Pemungutan PPN oleh Pemerintah

id DJP

Pemungutan PPN oleh Pemerintah

Pemungutan PPN oleh Pemerintah (ANTARA/Anadolu/DJP)

Pekanbaru (ANTARA) - Dalam pelaksanaan pengadaan barang/jasa oleh Instansi Pemerintah, khususnya pemerintahan desa atau nagari di Sumatera Barat, ada beberapa permasalahan yang dihadapi oleh Kepala Desa atau Wali Nagari, yaitu: 1) sebagian besar penyedia barang/jasa belum berstatus sebagai Pengusaha Kena Pajak (PKP); 2) belanja barang/jasa dengan nilai transaksi diatas Rp2.000.000,00 (dua juta rupiah) sering dilakukan terhadap penyedia barang/jasa yang bukan PKP (non-PKP), sehingga tidak dipungut PPN.

Dari permasalahan tersebut, maka timbul beberapa pertanyaan, yaitu: 1) Apakah wajib pajak Instansi Pemerintah, termasuk Pemerintah Desa, diperbolehkan melakukan belanja barang/jasa kepada rekanan non-PKP? 2) Apakah wajib pajak Instansi Pemerintah, termasuk Pemerintah Desa, diperbolehkan melakukan belanja barang/jasa kepada rekanan tanpa melalui SIPP (Sistem Informasi Pengadaan Pemerintah)? 3) Bagaimana perlakuan pemungutan PPN, dalam hal bertransaksi dengan rekanan non-PKP? 4) Bagaimana mekanisme pemungutannya pada sistem Coretax khususnya terkait pembuatan ID Billing?

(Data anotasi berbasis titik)
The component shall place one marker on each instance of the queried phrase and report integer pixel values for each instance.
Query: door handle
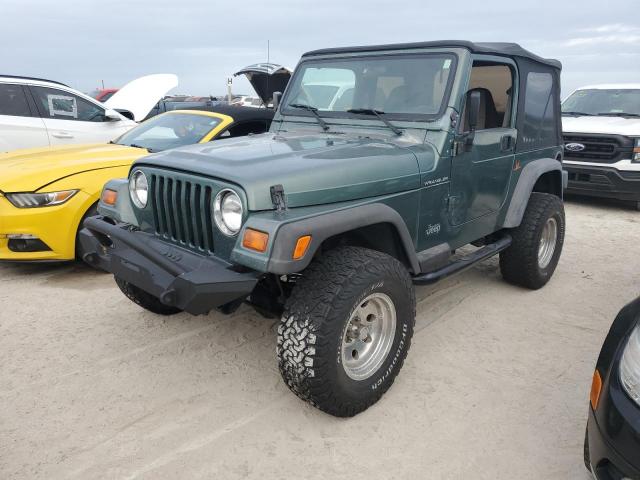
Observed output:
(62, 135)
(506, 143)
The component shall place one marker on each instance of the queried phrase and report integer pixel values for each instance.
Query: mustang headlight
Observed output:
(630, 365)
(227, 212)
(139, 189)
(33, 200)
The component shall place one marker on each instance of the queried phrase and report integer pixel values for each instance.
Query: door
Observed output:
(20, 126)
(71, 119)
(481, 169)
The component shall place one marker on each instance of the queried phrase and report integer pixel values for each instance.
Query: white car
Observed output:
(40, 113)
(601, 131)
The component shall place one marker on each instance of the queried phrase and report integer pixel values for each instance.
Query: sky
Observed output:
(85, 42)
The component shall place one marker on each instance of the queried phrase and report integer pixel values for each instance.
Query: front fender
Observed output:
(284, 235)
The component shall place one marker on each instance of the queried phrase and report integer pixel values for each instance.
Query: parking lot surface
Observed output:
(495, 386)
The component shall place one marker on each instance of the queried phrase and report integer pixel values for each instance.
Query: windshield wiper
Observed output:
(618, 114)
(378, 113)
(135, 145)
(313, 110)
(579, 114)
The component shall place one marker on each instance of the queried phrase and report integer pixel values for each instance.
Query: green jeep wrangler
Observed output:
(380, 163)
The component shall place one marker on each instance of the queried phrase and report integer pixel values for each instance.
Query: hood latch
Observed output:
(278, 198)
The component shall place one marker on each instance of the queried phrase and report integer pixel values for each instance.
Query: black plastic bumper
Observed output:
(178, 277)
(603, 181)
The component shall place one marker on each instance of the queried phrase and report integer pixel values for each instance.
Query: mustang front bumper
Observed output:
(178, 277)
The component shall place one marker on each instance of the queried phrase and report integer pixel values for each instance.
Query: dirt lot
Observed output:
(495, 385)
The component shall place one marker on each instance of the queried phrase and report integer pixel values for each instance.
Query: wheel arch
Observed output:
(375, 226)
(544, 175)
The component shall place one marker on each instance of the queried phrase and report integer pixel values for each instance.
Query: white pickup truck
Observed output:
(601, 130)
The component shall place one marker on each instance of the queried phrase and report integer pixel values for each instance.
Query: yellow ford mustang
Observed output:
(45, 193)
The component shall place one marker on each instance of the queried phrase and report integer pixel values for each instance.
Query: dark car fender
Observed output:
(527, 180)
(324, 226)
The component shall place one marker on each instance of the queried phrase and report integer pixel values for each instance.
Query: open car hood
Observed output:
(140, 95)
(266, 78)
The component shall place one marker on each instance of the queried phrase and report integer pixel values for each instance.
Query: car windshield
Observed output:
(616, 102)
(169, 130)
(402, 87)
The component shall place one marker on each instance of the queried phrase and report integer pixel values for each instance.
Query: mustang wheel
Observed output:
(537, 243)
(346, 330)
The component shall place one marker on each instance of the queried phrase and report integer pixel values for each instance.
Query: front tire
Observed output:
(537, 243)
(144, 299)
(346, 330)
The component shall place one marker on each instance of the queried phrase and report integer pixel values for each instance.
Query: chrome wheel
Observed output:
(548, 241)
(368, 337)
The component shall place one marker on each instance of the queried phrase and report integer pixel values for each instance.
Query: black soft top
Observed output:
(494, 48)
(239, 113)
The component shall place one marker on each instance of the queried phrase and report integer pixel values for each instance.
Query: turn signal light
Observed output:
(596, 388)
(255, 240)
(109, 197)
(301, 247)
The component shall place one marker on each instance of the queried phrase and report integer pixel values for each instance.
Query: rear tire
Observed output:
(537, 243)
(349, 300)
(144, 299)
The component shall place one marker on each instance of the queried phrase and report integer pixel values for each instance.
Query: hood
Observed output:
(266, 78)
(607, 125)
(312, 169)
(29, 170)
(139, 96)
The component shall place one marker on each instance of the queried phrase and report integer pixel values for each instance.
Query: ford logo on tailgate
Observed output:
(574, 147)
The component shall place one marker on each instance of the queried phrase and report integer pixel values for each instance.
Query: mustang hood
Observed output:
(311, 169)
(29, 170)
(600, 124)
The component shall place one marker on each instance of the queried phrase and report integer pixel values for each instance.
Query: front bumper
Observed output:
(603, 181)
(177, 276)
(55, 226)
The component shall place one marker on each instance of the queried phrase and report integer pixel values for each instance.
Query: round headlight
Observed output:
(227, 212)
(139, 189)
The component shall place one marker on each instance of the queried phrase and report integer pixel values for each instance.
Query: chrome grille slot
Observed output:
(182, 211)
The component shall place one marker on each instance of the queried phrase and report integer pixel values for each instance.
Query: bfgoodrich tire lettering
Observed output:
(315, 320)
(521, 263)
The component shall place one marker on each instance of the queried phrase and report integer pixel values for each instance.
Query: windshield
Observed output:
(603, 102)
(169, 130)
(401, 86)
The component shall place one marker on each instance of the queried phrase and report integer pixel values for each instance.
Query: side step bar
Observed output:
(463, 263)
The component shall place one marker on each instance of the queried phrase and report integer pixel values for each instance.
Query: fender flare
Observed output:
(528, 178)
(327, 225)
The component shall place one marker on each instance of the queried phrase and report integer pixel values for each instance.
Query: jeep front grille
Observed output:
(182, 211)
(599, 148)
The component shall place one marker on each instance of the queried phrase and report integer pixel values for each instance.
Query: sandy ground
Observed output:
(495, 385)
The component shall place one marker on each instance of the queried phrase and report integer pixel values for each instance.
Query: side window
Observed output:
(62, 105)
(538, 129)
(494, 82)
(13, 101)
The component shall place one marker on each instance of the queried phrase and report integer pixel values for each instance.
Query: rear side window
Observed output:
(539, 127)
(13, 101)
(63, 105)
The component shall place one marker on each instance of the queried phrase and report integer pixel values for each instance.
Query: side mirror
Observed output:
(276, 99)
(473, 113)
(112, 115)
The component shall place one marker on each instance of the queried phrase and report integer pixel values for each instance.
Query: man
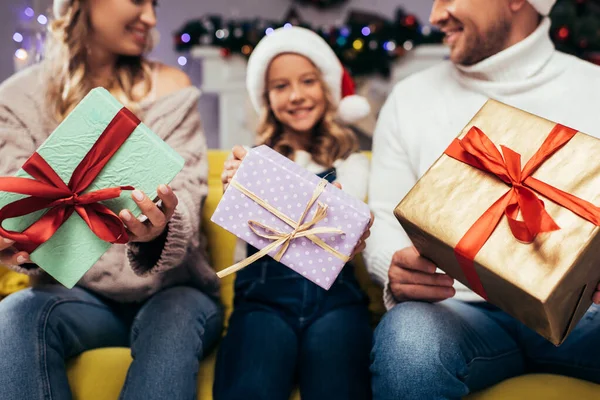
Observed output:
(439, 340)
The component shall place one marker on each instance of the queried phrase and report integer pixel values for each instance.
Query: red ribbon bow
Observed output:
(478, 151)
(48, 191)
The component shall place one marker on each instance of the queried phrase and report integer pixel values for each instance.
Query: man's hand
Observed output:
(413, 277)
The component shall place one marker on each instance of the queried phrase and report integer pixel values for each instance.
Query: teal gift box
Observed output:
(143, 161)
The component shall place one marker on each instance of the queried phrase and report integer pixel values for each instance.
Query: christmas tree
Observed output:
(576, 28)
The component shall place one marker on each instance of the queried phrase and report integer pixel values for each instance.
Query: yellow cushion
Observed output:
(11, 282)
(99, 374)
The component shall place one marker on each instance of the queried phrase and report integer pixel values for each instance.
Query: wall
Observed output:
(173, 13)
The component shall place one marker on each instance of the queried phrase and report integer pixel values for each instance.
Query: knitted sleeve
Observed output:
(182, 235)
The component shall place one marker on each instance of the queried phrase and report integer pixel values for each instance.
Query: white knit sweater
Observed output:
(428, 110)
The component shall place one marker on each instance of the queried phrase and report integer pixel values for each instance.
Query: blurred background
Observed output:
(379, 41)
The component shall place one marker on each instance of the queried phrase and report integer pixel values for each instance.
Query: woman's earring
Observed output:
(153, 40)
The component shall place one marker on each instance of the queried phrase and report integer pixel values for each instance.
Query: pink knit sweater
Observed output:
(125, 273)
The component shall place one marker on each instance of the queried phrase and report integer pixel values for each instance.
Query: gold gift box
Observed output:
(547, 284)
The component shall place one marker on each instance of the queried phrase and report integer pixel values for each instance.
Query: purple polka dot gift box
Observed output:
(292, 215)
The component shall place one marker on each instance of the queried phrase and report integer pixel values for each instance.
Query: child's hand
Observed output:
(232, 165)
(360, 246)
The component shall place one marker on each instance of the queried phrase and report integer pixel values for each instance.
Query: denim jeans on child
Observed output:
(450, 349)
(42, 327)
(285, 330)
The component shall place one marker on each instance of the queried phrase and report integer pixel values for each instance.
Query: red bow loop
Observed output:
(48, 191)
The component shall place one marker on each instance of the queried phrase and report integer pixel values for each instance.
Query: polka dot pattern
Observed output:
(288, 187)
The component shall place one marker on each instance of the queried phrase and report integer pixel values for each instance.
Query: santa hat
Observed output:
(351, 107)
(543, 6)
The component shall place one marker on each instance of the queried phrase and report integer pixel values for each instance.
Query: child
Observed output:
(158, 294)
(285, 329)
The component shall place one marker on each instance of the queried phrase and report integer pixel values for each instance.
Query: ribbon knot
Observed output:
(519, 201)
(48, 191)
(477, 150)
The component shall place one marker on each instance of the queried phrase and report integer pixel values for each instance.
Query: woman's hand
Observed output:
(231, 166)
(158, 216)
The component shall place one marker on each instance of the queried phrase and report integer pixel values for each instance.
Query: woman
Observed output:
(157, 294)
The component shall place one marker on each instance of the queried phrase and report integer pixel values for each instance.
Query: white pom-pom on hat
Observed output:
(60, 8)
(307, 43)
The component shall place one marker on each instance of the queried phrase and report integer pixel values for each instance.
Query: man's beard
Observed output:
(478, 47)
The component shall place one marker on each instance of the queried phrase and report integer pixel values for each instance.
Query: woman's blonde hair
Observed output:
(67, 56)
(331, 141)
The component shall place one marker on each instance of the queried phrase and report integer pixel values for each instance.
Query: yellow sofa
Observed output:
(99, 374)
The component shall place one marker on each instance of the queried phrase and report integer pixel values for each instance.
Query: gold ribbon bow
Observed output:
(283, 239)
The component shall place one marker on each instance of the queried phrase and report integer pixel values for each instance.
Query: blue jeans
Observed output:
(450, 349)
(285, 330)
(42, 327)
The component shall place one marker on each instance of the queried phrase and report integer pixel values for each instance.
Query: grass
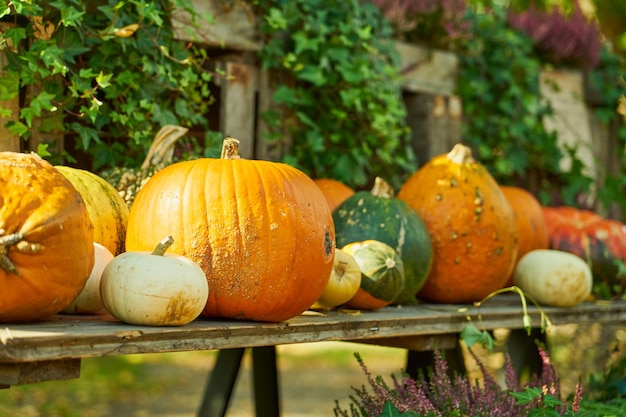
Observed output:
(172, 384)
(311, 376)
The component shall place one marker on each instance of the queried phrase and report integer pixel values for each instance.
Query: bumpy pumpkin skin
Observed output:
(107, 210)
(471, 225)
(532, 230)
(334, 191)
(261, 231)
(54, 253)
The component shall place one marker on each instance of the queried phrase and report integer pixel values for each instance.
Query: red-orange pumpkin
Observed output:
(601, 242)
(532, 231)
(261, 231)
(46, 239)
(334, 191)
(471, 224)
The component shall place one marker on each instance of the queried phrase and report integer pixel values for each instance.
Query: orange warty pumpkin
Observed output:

*RANGKAIAN TUGAS:*
1 – Menurut artikel tentang pemungutan PPN oleh pemerintah, belanja barang/jasa dengan nilai transaksi berapa yang sering dilakukan terhadap penyedia non-PKP?
2 – Lanjutkan artikel tentang pemungutan PPN oleh pemerintah, mulai setelah kalimat terakhir yang ada.

*HASIL PER TUGAS:*
1 – Belanja dengan nilai transaksi di atas Rp2.000.000,00 (dua juta rupiah).

2 –
Jika dilihat dalam ketentuan perpajakan yang ada, memang tidak ditemukan aturan/norma yang melarang Instansi Pemerintah, termasuk Pemerintah Desa belanja barang/jasa kepada rekanan non-PKP atau belanja barang/jasa tanpa melalui SIPP, namun tetap dianjurkan untuk melakukan belanja barang/jasa melalui SIPP karena SIPP dibentuk untuk mendukung penggunaan produk dalam negeri dan meningkatkan transparansi serta efisiensi belanja oleh Instansi Pemerintah, termasuk Pemerintah Desa.

Selain itu, atas belanja barang/jasa yang tidak melalui SIPP atau pihak lain yang ditunjuk pemerintah sebagai pemungut PPN atau belanja dengan rekanan Non-PKP tetap dipungut PPN dan disetor PPN nya melalui aplikasi coretax. Aturan perpajakan bagi instansi pemerintah adalah sebagai berikut:

PMK-81 Tahun 2024 Tentang Aplikasi Coretax

Untuk meningkatkan efisiensi dan transparansi administrasi perpajakan di Indonesia, Direktorat Jenderal Pajak (DJP) sudah melakukan perubahan sistem administrasi perpajakan dengan meluncurkan Sistem Inti Administrasi Perpajakan terbaru yang bernama Coretax.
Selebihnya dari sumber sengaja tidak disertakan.